(REQUIREMENT) The records below are to be retyped in full. Keep every word.

*** INPUT DATA ***

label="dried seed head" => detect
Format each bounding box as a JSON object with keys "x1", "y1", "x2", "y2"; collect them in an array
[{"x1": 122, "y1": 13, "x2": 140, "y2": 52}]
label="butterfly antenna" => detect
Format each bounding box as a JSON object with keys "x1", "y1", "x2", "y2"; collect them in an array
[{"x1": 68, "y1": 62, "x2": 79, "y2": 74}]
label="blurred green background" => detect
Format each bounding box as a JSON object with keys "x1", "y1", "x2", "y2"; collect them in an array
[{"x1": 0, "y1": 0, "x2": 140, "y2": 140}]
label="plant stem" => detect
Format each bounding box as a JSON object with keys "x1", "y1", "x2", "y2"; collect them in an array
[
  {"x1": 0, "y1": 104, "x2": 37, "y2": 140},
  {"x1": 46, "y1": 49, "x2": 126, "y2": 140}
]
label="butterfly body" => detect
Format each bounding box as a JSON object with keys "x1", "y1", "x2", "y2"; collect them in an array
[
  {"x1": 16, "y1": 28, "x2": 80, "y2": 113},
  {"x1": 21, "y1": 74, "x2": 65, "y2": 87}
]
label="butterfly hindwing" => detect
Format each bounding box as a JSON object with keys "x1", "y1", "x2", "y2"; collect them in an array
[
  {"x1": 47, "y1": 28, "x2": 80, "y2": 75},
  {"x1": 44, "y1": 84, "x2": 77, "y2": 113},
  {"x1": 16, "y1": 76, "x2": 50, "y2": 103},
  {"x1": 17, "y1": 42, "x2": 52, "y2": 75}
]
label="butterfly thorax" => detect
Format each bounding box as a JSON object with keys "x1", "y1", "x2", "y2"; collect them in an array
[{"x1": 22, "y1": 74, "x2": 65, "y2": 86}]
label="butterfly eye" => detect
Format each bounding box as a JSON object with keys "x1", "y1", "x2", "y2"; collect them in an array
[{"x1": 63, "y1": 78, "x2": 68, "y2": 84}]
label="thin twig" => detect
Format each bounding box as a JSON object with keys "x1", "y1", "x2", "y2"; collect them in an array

*** End of INPUT DATA ***

(THE COMPLETED TASK)
label="dried seed head" => detect
Format each bounding box as a JSON object with keys "x1", "y1", "x2", "y2"; collect them in an array
[{"x1": 122, "y1": 13, "x2": 140, "y2": 52}]
label="butterfly antenna" => detect
Format each bounding box as a JSON object with keys "x1", "y1", "x2", "y2"; collect them in an array
[{"x1": 68, "y1": 62, "x2": 79, "y2": 74}]
label="blurred green background" => detect
Format each bounding box as a JSON object with keys "x1", "y1", "x2", "y2"; collect them in an array
[{"x1": 0, "y1": 0, "x2": 140, "y2": 140}]
label="plant stem" => detect
Format each bounding box as a JSON object with keys "x1", "y1", "x2", "y2"; collect them in an array
[
  {"x1": 0, "y1": 104, "x2": 37, "y2": 140},
  {"x1": 46, "y1": 49, "x2": 126, "y2": 140}
]
label="butterfly body" => detect
Format each bounding box as a JSON object with keys "x1", "y1", "x2", "y2"; collect them in an array
[
  {"x1": 16, "y1": 28, "x2": 80, "y2": 113},
  {"x1": 21, "y1": 74, "x2": 65, "y2": 87}
]
label="butterfly hindwing" => detect
Format each bounding box as a JSON object with keys "x1", "y1", "x2", "y2"; collect them in an array
[
  {"x1": 47, "y1": 28, "x2": 80, "y2": 75},
  {"x1": 44, "y1": 84, "x2": 77, "y2": 113},
  {"x1": 16, "y1": 76, "x2": 50, "y2": 103},
  {"x1": 17, "y1": 42, "x2": 52, "y2": 75}
]
label="butterfly thorax" => detect
Format each bounding box as a JSON object with keys "x1", "y1", "x2", "y2"; collect them in an array
[{"x1": 22, "y1": 74, "x2": 65, "y2": 86}]
label="butterfly eye" => detect
Format each bounding box as a JSON object with keys "x1", "y1", "x2", "y2"; collect them in an array
[{"x1": 63, "y1": 78, "x2": 68, "y2": 84}]
label="thin twig" => detect
Format each bounding box as a JSON object with keys "x1", "y1", "x2", "y2"; collect them in an array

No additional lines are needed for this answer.